- _Dataset records_

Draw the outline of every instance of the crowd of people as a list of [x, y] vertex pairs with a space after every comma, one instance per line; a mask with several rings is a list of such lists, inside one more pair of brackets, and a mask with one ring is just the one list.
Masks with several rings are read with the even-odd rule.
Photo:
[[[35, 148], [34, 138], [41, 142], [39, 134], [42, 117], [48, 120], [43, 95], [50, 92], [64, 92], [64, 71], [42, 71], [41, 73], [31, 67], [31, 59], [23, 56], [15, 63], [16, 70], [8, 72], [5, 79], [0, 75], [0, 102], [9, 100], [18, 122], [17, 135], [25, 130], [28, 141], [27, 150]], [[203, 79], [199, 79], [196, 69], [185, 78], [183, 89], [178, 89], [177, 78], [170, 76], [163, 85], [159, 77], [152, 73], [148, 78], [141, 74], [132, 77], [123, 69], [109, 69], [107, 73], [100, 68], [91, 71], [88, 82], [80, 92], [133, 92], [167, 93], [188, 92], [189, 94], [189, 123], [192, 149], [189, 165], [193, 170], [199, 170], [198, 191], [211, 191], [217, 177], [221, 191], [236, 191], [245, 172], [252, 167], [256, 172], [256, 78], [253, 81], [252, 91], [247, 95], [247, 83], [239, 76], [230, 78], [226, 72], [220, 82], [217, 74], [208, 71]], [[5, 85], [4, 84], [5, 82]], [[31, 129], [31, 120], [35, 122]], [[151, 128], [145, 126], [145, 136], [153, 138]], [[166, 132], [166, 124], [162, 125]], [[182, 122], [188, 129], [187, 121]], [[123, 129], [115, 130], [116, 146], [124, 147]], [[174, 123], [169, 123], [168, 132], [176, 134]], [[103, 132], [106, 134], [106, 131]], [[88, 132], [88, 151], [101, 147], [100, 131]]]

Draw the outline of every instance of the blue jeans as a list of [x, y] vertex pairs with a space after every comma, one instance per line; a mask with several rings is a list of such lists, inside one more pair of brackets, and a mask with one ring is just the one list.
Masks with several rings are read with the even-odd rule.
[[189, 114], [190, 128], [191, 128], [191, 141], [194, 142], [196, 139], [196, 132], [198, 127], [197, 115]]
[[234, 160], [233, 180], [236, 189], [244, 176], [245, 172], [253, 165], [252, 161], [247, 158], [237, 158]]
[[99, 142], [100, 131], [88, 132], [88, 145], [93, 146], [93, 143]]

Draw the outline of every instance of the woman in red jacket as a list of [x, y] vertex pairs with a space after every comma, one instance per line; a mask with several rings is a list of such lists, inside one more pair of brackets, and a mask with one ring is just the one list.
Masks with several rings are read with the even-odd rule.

- _Your objective_
Can you render every line of the records above as a Markdown table with the columns Row and Line, numbering each line in order and leaving out the blank lines?

- _Response for this exercise_
| Row | Line |
|---|---|
| 1 | Draw the outline of every instance of the crowd of people as a list of [x, y] vertex pairs with a space after every comma, one instance per line; a mask with several rings is a list of such lists, inside one more pair of brackets, and a mask with one ring is just the one list. |
| 2 | Masks with several rings are read with the even-odd rule. |
| 3 | Photo: |
| 4 | [[[35, 148], [34, 138], [41, 142], [39, 134], [42, 117], [48, 120], [43, 95], [50, 92], [64, 92], [64, 71], [42, 71], [41, 73], [31, 67], [31, 59], [23, 56], [15, 63], [16, 70], [8, 72], [5, 79], [0, 75], [0, 102], [9, 100], [18, 122], [17, 135], [25, 130], [28, 141], [27, 150]], [[203, 79], [199, 79], [196, 69], [185, 78], [183, 89], [178, 89], [177, 78], [170, 76], [163, 85], [159, 77], [152, 73], [148, 78], [141, 74], [132, 77], [123, 69], [109, 69], [107, 73], [100, 68], [91, 71], [88, 82], [80, 92], [133, 92], [167, 93], [188, 92], [189, 94], [189, 123], [192, 149], [189, 165], [193, 170], [199, 170], [198, 191], [211, 191], [217, 177], [221, 191], [236, 191], [245, 172], [252, 167], [256, 172], [256, 78], [253, 81], [252, 91], [247, 95], [247, 83], [239, 76], [230, 78], [226, 72], [220, 82], [217, 74], [208, 71]], [[5, 85], [4, 84], [5, 82]], [[31, 129], [31, 120], [35, 122]], [[151, 128], [145, 126], [145, 136], [153, 138]], [[166, 132], [166, 124], [162, 125]], [[182, 122], [188, 129], [187, 121]], [[123, 129], [115, 130], [116, 146], [124, 147]], [[174, 123], [169, 123], [168, 132], [176, 134]], [[103, 132], [106, 134], [106, 131]], [[88, 132], [88, 151], [101, 147], [100, 131]]] |
| 5 | Draw the outline of every instance of the blue jeans as a list of [x, y] vertex pairs with a space after every comma, one instance per line; a mask with several rings is a list of such lists, inside one more pair of brackets, and a mask with one ring is just the one list. |
| 6 | Masks with several rings are read with the even-odd rule. |
| 7 | [[189, 114], [190, 128], [191, 128], [191, 141], [194, 142], [196, 139], [196, 132], [198, 127], [197, 115]] |
| 8 | [[234, 160], [233, 180], [236, 189], [244, 176], [245, 172], [253, 165], [252, 161], [247, 158], [237, 158]] |
| 9 | [[99, 142], [100, 131], [88, 132], [88, 145], [93, 146], [93, 143]] |
| 10 | Draw the outline of every instance of the woman in red jacket as a list of [x, y] vertex pairs with a space after every comma, one instance per line; a mask with several rings is a list of such lists, inside one more pair of brackets, and a mask with one ring is just the one list. |
| 11 | Masks with several rings are read with the even-odd rule. |